** START OF EXTRACTED RECORDS **
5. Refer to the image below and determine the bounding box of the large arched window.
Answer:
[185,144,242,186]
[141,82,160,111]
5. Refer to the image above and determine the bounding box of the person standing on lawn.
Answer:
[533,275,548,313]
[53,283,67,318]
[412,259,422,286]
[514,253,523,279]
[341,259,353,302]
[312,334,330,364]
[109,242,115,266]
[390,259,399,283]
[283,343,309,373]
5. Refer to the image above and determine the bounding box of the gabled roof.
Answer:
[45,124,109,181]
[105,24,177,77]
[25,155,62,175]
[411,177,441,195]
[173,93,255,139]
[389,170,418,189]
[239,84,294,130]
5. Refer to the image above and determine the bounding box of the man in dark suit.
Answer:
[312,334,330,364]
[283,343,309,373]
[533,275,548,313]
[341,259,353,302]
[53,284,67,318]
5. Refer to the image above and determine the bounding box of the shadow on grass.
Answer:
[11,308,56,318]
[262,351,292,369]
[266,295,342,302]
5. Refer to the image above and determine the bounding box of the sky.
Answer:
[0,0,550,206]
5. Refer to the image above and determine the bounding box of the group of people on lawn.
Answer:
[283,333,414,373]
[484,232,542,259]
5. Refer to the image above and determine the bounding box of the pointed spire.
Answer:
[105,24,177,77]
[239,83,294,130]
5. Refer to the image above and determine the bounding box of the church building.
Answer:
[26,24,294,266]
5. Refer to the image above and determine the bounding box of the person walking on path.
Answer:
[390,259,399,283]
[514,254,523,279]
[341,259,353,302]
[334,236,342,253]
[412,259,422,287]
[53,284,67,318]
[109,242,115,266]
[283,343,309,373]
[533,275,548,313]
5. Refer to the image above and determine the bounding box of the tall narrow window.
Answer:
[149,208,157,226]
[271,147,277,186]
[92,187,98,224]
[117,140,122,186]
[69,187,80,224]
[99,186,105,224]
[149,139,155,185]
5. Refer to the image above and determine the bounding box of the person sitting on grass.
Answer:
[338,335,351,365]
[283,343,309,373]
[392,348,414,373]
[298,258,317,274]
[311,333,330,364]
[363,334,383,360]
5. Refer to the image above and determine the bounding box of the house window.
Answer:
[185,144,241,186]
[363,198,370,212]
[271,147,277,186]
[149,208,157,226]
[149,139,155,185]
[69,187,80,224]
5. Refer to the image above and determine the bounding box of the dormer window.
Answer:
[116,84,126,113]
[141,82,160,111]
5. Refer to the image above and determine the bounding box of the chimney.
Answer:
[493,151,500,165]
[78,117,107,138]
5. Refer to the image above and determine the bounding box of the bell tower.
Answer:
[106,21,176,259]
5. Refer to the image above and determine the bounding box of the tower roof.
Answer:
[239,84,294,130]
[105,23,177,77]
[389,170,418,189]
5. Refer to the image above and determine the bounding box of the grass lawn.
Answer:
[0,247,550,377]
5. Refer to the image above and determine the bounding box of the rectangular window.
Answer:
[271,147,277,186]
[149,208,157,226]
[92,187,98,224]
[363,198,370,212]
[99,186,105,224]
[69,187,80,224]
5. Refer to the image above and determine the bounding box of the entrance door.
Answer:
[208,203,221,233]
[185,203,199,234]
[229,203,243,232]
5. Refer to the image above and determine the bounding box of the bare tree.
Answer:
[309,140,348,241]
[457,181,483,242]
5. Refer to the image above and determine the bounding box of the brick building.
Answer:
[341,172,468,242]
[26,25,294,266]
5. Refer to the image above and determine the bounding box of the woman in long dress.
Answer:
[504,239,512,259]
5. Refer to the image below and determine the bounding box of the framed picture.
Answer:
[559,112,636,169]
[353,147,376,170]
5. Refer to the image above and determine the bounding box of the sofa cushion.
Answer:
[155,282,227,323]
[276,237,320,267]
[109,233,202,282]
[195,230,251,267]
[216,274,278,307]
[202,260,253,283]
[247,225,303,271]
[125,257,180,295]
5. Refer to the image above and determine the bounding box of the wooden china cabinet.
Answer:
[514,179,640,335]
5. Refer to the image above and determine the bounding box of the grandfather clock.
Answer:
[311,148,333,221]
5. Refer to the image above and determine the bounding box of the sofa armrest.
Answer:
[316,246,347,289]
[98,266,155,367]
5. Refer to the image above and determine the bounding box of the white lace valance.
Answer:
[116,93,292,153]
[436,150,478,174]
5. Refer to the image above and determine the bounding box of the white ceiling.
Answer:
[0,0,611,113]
** END OF EXTRACTED RECORDS **
● **INSTRUCTIONS FOR THE TASK**: List every line in the data above that contains the word "person", matching case exactly.

● **FINAL RESULT**:
5. Refer to the image above and determine the bounding box of the person standing on lawn.
5. Refer to the image above and determine the bounding box of the person walking on path.
5. Refer to the image above and determine the bounding box of the person sitting on grass.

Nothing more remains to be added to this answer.